> [EXERCISE DESCRIPTION]: Return the listing below unchanged, but without pictures.

> [PROVIDED RECORDS]:
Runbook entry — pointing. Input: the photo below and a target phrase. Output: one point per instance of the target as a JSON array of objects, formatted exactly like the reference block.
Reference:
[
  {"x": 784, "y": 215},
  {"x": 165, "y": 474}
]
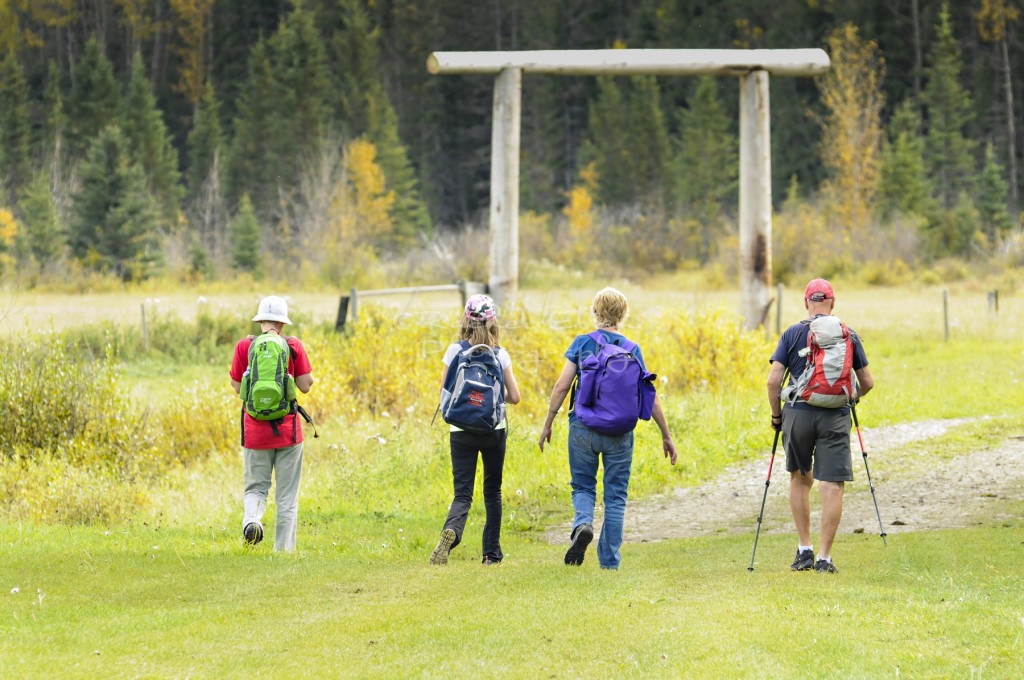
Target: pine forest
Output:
[{"x": 206, "y": 139}]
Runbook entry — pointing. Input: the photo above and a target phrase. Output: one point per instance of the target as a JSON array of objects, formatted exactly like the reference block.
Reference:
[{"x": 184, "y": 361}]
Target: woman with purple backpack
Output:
[
  {"x": 478, "y": 327},
  {"x": 601, "y": 424}
]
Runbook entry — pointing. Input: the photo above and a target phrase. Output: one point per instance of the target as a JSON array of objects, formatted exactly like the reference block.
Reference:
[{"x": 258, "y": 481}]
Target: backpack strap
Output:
[{"x": 601, "y": 340}]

> [SOLUTION TO THIS TASK]:
Runbook entry — pointing. Input: the photo below and a target phrase. Output: one point per instance of the target as a JSON array of objects, formatted exactly like the reference block.
Reference:
[
  {"x": 784, "y": 215},
  {"x": 165, "y": 474}
]
Target: pine forest
Output:
[{"x": 206, "y": 139}]
Runbook entry — pointing. Input: the photo above and a target phrase. Output: one point per instance of the target as a JSON array of objects, formatted exactly like the reference block.
Reference:
[{"x": 184, "y": 361}]
Target: woman with purple backpack
Output:
[
  {"x": 478, "y": 327},
  {"x": 601, "y": 424}
]
Runbook entry — pointing. Input: the photo above and a target phrase. Output: one point per instance of the target as a JSON array of objects, formatted exactly like the reference block.
Reference:
[{"x": 258, "y": 481}]
Target: backpack strap
Output:
[{"x": 601, "y": 340}]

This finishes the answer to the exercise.